* **DIRECTIONS**
**a)** Reproduce the passage of the vmtrace patch starting with "diff --git a/xen/common/domain.c" and going on through "vcpu_info_reset(struct vcpu *v)".
**b)** In the vmtrace patch, list every condition in the code added to arch_sanitise_domain_config that causes the function to return -EINVAL.

* **SELECTED PASSAGE**
## start

Much better, thanks. Remains the question of logging the
suspected leak of perhaps many pages. But either way
Acked-by: Jan Beulich <jbeulich@suse.com>

Jan
diff mbox series

Patch

diff --git a/xen/arch/x86/domain.c b/xen/arch/x86/domain.c
index b9ba04633e..6c7ee25f3b 100644
--- a/xen/arch/x86/domain.c
+++ b/xen/arch/x86/domain.c
@@ -660,6 +660,29 @@  int arch_sanitise_domain_config(struct xen_domctl_createdomain *config)
         return -EINVAL;
     }
 
+    if ( config->vmtrace_size )
+    {
+        unsigned int size = config->vmtrace_size;
+
+        ASSERT(vmtrace_available); /* Checked by common code. */
+
+        /*
+         * For now, vmtrace is restricted to HVM guests, and using a
+         * power-of-2 buffer between 4k and 64M in size.
+         */
+        if ( !hvm )
+        {
+            dprintk(XENLOG_INFO, "vmtrace not supported for PV\n");
+            return -EINVAL;
+        }
+
+        if ( size < PAGE_SIZE || size > MB(64) || (size & (size - 1)) )
+        {
+            dprintk(XENLOG_INFO, "Unsupported vmtrace size: %#x\n", size);
+            return -EINVAL;
+        }
+    }
+
     return 0;
 }
 
diff --git a/xen/common/domain.c b/xen/common/domain.c
index d1e94d88cf..b6f8d2f536 100644
--- a/xen/common/domain.c
+++ b/xen/common/domain.c
@@ -132,6 +132,56 @@  static void vcpu_info_reset(struct vcpu *v)
     v->vcpu_info_mfn = INVALID_MFN;
 }
 
+static void vmtrace_free_buffer(struct vcpu *v)
+{
+    const struct domain *d = v->domain;
+    struct page_info *pg = v->vmtrace.pg;
+    unsigned int i;
+
+    if ( !pg )
+        return;
+
+    v->vmtrace.pg = NULL;
+
+    for ( i = 0; i < (d->vmtrace_size >> PAGE_SHIFT); i++ )
+    {
+        put_page_alloc_ref(&pg[i]);
+        put_page_and_type(&pg[i]);
+    }
+}
+
+static int vmtrace_alloc_buffer(struct vcpu *v)
+{
+    struct domain *d = v->domain;
+    struct page_info *pg;
+    unsigned int i;
+
+    if ( !d->vmtrace_size )
+        return 0;
+
+    pg = alloc_domheap_pages(d, get_order_from_bytes(d->vmtrace_size),
+                             MEMF_no_refcount);
+    if ( !pg )
+        return -ENOMEM;
+
+    for ( i = 0; i < (d->vmtrace_size >> PAGE_SHIFT); i++ )
+        if ( unlikely(!get_page_and_type(&pg[i], d, PGT_writable_page)) )
+            goto refcnt_err;
+
+    /*
+     * We must only let vmtrace_free_buffer() take any action in the success
+     * case when we've taken all the refs it intends to drop.
+     */
+    v->vmtrace.pg = pg;
+    return 0;
+
+ refcnt_err:
+    while ( i-- )

## end

(Dataset rows)
## start

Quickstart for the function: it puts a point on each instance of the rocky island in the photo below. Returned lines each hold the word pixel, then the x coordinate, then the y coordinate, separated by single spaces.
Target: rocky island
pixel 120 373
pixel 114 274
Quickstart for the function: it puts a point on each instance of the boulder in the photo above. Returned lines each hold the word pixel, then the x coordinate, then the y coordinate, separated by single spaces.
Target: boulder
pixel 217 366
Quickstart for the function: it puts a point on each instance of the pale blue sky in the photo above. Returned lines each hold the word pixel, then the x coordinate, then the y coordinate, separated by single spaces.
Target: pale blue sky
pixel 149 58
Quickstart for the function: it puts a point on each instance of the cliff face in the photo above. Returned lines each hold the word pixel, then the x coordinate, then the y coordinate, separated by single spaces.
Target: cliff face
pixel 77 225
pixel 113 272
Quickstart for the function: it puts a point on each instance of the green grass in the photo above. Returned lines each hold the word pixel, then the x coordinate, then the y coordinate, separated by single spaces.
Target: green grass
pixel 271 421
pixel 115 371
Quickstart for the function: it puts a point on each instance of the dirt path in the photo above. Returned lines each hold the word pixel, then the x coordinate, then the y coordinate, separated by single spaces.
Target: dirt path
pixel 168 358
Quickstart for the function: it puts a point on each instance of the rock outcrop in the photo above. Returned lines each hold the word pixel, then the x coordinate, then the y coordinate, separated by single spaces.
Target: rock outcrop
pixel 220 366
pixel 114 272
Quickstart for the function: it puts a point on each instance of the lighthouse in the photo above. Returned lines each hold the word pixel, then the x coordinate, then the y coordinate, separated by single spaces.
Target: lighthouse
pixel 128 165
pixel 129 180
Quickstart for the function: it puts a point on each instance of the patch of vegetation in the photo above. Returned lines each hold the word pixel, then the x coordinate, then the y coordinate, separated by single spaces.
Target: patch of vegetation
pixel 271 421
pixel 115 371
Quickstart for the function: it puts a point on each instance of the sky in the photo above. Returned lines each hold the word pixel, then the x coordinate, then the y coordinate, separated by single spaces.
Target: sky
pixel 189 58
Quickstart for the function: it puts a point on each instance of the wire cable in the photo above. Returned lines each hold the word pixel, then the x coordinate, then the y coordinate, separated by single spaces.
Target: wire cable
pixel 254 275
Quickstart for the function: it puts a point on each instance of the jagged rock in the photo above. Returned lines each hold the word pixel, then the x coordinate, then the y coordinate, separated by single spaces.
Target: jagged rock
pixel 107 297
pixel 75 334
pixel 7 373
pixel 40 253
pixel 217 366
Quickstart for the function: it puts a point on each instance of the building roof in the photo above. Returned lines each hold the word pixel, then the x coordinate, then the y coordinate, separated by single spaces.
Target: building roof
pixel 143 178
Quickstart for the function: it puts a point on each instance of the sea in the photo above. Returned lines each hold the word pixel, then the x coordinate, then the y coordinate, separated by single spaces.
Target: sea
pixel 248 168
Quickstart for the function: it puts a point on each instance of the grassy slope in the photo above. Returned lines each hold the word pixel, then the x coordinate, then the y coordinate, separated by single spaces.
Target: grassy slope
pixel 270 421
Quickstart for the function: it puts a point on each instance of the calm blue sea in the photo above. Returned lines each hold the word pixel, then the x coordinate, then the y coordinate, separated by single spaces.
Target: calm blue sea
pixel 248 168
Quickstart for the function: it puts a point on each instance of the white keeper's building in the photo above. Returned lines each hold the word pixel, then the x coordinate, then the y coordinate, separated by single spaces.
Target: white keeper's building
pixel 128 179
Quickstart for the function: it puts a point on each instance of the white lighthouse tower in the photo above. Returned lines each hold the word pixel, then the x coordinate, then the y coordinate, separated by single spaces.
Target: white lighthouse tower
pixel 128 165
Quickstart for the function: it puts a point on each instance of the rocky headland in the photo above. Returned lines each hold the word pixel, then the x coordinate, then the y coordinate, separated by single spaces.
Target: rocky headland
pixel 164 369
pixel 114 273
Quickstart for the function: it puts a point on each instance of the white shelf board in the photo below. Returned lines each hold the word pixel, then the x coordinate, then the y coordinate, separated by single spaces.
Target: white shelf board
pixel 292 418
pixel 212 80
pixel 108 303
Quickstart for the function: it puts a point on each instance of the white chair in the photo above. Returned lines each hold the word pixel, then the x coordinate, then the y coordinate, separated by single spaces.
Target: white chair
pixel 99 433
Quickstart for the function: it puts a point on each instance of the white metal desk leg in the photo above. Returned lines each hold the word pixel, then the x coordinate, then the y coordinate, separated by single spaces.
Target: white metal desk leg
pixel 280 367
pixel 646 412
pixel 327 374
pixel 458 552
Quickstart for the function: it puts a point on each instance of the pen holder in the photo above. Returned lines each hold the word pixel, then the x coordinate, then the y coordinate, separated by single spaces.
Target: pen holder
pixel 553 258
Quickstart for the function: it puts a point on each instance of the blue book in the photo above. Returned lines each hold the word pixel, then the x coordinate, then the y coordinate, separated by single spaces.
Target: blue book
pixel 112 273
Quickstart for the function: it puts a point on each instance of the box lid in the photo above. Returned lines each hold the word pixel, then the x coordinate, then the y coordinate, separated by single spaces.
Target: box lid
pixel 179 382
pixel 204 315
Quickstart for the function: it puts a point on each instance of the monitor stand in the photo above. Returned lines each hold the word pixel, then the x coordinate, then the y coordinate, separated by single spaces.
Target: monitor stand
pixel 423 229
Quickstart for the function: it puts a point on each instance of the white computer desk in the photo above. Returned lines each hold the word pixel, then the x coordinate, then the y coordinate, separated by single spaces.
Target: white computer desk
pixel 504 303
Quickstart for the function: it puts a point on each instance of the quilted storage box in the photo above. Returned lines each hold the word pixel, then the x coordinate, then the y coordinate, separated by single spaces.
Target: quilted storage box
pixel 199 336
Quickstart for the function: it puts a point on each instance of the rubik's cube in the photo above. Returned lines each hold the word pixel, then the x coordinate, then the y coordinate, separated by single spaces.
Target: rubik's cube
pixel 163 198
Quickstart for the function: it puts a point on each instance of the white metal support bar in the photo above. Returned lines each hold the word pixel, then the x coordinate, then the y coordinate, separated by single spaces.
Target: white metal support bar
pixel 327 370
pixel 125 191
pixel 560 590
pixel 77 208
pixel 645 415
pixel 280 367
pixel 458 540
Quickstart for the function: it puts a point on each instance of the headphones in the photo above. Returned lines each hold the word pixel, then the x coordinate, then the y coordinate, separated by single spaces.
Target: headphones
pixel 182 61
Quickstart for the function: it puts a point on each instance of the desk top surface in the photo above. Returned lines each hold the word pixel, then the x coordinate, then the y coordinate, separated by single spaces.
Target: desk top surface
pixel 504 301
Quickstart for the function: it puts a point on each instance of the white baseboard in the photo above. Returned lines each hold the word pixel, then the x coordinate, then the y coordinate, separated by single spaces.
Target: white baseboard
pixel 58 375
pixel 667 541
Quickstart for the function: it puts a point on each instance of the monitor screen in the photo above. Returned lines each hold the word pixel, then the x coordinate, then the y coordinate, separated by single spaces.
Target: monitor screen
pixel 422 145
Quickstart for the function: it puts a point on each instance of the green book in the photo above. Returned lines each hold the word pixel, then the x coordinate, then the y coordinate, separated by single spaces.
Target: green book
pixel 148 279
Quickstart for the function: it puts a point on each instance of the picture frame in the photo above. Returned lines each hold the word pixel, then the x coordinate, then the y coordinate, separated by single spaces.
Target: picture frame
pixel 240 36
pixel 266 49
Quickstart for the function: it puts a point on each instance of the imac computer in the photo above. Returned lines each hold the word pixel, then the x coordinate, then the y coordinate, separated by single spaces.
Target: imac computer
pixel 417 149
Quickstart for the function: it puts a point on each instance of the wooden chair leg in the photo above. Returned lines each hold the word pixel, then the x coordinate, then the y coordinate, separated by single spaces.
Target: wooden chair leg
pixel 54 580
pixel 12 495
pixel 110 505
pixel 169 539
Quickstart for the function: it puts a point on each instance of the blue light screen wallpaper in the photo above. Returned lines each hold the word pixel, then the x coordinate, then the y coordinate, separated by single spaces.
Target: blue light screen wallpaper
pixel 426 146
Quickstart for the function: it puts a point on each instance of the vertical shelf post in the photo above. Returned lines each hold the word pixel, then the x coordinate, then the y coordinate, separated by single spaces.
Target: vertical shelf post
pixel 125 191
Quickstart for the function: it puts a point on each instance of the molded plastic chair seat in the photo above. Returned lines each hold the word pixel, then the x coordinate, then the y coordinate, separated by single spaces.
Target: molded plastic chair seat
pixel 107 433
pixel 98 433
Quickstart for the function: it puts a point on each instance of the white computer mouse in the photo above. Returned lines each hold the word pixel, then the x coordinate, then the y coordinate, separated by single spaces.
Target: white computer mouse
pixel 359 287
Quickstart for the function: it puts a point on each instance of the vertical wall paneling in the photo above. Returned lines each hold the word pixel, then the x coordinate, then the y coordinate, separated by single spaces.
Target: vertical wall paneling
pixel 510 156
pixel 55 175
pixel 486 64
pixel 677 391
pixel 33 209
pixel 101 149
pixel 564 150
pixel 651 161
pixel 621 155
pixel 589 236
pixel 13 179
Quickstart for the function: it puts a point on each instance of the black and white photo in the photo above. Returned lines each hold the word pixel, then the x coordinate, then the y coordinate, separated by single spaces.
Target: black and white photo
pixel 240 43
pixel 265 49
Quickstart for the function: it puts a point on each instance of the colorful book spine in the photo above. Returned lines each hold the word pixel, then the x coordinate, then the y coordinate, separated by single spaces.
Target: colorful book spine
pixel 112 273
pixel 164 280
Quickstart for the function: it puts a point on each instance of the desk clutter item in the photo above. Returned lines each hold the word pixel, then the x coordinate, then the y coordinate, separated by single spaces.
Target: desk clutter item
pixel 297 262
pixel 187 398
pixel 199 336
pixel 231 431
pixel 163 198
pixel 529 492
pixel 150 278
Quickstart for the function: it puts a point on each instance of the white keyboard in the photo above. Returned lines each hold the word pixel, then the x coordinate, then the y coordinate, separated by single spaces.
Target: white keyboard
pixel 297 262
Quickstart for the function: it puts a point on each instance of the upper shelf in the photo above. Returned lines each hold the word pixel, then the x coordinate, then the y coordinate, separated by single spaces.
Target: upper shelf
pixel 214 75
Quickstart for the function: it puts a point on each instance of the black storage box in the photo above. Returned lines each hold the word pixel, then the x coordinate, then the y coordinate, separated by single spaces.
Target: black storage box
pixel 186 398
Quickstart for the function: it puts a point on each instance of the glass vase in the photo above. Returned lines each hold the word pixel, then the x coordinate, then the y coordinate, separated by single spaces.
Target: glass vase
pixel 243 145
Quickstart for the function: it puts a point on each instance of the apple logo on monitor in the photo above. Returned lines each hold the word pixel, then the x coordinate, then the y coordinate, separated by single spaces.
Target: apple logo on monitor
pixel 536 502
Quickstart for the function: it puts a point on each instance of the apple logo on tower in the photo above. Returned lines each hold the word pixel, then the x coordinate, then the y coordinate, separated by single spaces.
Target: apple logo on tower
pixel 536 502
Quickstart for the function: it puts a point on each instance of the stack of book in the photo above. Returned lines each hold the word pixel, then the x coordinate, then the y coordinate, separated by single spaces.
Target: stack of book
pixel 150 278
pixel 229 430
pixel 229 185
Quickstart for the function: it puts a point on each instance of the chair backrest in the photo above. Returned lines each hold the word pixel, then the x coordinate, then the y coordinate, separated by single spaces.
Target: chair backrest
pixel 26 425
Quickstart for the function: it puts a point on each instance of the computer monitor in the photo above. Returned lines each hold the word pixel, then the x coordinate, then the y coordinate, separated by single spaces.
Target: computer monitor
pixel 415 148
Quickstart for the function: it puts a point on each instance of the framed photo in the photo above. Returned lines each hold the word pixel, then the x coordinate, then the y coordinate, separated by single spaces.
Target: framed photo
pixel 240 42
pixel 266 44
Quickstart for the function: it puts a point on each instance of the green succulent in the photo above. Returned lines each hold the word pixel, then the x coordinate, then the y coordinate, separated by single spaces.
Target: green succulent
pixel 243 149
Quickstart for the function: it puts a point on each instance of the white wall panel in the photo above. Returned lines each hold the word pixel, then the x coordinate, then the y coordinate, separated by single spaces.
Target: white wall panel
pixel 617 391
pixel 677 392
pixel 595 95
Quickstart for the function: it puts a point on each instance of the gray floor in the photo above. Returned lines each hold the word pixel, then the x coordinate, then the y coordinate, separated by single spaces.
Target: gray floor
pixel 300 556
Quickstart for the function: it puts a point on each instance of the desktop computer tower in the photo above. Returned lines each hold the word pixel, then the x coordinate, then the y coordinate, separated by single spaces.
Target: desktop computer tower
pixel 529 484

## end

* **ANSWER LIST**
**a)**
diff --git a/xen/common/domain.c b/xen/common/domain.c
index d1e94d88cf..b6f8d2f536 100644
--- a/xen/common/domain.c
+++ b/xen/common/domain.c
@@ -132,6 +132,56 @@  static void vcpu_info_reset(struct vcpu *v)

**b)**
- !hvm
- size < PAGE_SIZE
- size > MB(64)
- (size & (size - 1))